- What the exercise asks
In the copy, include every entry exactly but none of the pictures.

Entries from a pointing dataset
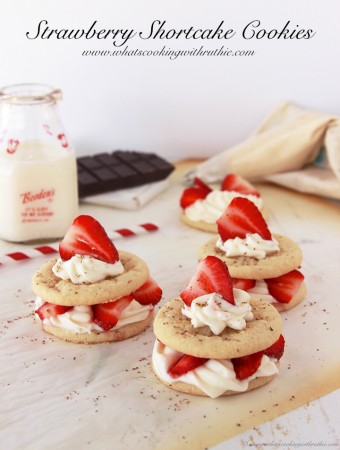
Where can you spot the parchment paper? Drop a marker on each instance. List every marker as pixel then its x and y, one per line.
pixel 65 396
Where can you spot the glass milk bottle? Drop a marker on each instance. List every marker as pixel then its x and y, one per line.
pixel 38 177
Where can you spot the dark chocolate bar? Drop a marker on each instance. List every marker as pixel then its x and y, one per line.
pixel 119 170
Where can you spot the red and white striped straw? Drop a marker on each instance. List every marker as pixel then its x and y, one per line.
pixel 53 248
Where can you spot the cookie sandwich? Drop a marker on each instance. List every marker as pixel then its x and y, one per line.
pixel 261 263
pixel 214 339
pixel 202 206
pixel 94 293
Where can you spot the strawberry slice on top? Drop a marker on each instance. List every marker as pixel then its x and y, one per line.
pixel 284 288
pixel 196 192
pixel 148 293
pixel 106 315
pixel 86 236
pixel 240 218
pixel 233 182
pixel 212 275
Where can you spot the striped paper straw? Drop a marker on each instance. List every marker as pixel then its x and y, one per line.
pixel 53 248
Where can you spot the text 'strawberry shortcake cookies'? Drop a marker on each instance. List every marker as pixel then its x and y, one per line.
pixel 214 339
pixel 202 206
pixel 93 293
pixel 263 264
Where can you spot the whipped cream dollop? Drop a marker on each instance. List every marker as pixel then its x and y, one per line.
pixel 261 292
pixel 86 269
pixel 214 377
pixel 211 208
pixel 252 245
pixel 79 319
pixel 214 311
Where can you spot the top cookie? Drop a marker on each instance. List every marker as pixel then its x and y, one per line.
pixel 175 330
pixel 288 258
pixel 202 205
pixel 63 292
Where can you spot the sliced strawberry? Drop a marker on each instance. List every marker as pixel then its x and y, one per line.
pixel 246 366
pixel 87 237
pixel 185 364
pixel 240 218
pixel 284 288
pixel 276 350
pixel 233 182
pixel 106 315
pixel 148 293
pixel 243 283
pixel 211 275
pixel 51 310
pixel 197 192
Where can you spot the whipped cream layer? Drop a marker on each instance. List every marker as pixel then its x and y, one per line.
pixel 85 269
pixel 214 377
pixel 215 312
pixel 79 319
pixel 260 291
pixel 211 208
pixel 252 245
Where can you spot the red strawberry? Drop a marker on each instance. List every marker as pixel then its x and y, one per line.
pixel 233 182
pixel 197 192
pixel 240 218
pixel 276 350
pixel 106 315
pixel 185 364
pixel 284 288
pixel 51 310
pixel 245 366
pixel 243 283
pixel 87 237
pixel 148 293
pixel 211 275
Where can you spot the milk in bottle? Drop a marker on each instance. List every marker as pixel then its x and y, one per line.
pixel 38 177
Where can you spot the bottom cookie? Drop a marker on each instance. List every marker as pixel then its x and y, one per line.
pixel 297 298
pixel 120 334
pixel 194 390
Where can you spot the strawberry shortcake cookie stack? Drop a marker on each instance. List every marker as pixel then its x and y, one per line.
pixel 202 206
pixel 264 264
pixel 214 339
pixel 93 293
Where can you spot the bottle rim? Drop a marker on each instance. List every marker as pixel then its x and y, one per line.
pixel 29 94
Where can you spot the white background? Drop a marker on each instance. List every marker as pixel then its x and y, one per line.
pixel 191 106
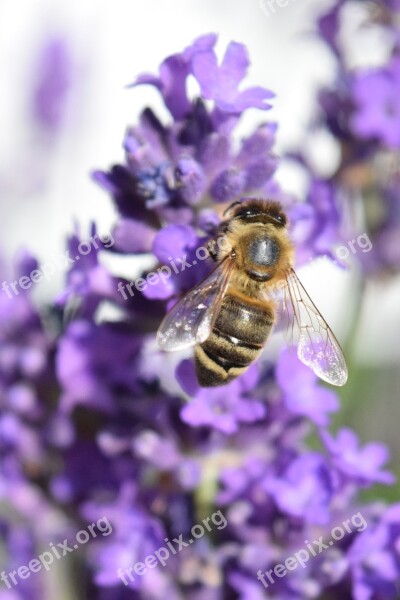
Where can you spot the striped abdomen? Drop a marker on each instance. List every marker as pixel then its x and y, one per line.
pixel 239 333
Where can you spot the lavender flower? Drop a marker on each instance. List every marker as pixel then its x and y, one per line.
pixel 96 421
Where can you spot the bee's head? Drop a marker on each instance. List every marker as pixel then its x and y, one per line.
pixel 254 210
pixel 259 237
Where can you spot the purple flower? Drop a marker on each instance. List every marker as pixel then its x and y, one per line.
pixel 54 77
pixel 305 489
pixel 377 113
pixel 363 465
pixel 226 407
pixel 220 83
pixel 174 71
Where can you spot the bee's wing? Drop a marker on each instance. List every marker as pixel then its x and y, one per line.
pixel 317 347
pixel 191 320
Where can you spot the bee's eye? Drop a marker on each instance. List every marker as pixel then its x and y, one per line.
pixel 280 218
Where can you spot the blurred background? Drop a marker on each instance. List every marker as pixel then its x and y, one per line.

- Result for this task
Where can you spot the parchment paper? Drop a marker on each instance. List every marker as pixel then its x and y, one per line.
pixel 65 396
Where can you spot the glass milk bottle? Drop a marker on each instance. List every marker as pixel then its x and y, one per line.
pixel 38 177
Where can you spot the dark chocolate bar? Drop a marker on each instance. List every marker as pixel then its x and y, one per line.
pixel 119 170
Where can you spot the red and white striped straw? Drop a marker on each instance. List every marker as pixel then its x and y, one per line.
pixel 53 248
Where can you spot the cookie sandwich? Drop a marker on each instance. List every marker as pixel then its x and y, one per line.
pixel 261 263
pixel 214 339
pixel 202 206
pixel 94 293
Where can you spot the strawberry slice on top? Drop a marker on each instance. List every marker as pixel then its x and y, one per line.
pixel 284 288
pixel 196 192
pixel 148 293
pixel 106 315
pixel 86 236
pixel 240 218
pixel 233 182
pixel 212 275
Where can you spot the striped paper straw? Drop a marker on each instance. List every marker as pixel then its x and y, one per line.
pixel 53 248
Where can you spot the text 'strawberry shortcake cookies'? Drop a marker on each instance. List every marker as pixel then its x and y, one per line.
pixel 214 339
pixel 202 206
pixel 93 293
pixel 263 264
Where can you spot the whipped cream dollop? Drop a marker on each instance. List every marker as pixel then its x and y, one per line.
pixel 261 292
pixel 86 269
pixel 214 377
pixel 211 208
pixel 252 245
pixel 79 319
pixel 214 311
Where can you spot the top cookie? Drop a marker on each instance. List every marker as pixel then its x and y, one per line.
pixel 175 330
pixel 288 258
pixel 202 205
pixel 63 292
Where can you spot the sliced strawberry? Drop a marker on each instance. List every marker as pixel then its x and y, one per line.
pixel 246 366
pixel 87 237
pixel 185 364
pixel 240 218
pixel 284 288
pixel 276 350
pixel 233 182
pixel 106 315
pixel 148 293
pixel 243 283
pixel 211 275
pixel 51 310
pixel 197 192
Where can you spot the whipped cream layer? Drop a marker on each instance. List every marker as pixel then its x and y, one per line.
pixel 85 269
pixel 214 377
pixel 215 312
pixel 79 319
pixel 260 291
pixel 211 208
pixel 252 245
Where can you spot the red strawberry? Drop a marker on each instance. List every marker as pixel then its x and y, one per line.
pixel 233 182
pixel 197 192
pixel 240 218
pixel 276 350
pixel 106 315
pixel 185 364
pixel 284 288
pixel 51 310
pixel 245 366
pixel 243 283
pixel 87 237
pixel 148 293
pixel 211 275
Where can you spot the milk in bottle? Drop a marker on each instance. List every marker as pixel then its x and y, one per line.
pixel 38 177
Where can you spot the bottom cookie? Drop a marker on each instance. List every marker as pixel then its x and y, one per line.
pixel 297 298
pixel 120 334
pixel 194 390
Where can you spot the strawberry shortcake cookie stack? Drop a marker on each instance. List every marker as pixel then its x and y, one per line.
pixel 202 206
pixel 264 264
pixel 214 339
pixel 93 293
Where can you spot the bottle rim? Drop a marker on each instance. List every marker as pixel then its x and y, one per line.
pixel 29 94
Where can you spot the white background? Drop a marker on each instance. List every marker as pixel then its x and y, one per line.
pixel 191 106
Where can you spot the striped abdomen? Drop a marker on each instance. List every marker as pixel then its x and y, one per line.
pixel 239 333
Where can you spot the lavender flower? Drop a marker on each instance. List every marker as pixel then its x and y, one per line.
pixel 96 421
Where can you spot the bee's head? Drop a marker on each instance. List every marker as pixel then its x and y, one per line.
pixel 254 210
pixel 259 237
Where can you spot the purple flower? Drop a marker on each instance. List every marker as pixel then its x and y, one per line.
pixel 54 77
pixel 305 489
pixel 377 113
pixel 363 465
pixel 226 407
pixel 220 83
pixel 174 71
Where can you spot the bee's wing? Drop a marker on each instance. List every marker as pixel then its x and y, one per line.
pixel 317 347
pixel 191 320
Where can you spot the bee's eye? Drop a marker on each instance. List every marker as pixel then its x and y, one per line.
pixel 280 218
Where can you spot the blurred background? Drop a marker on each instance. List every marker as pixel then its x and y, one per line.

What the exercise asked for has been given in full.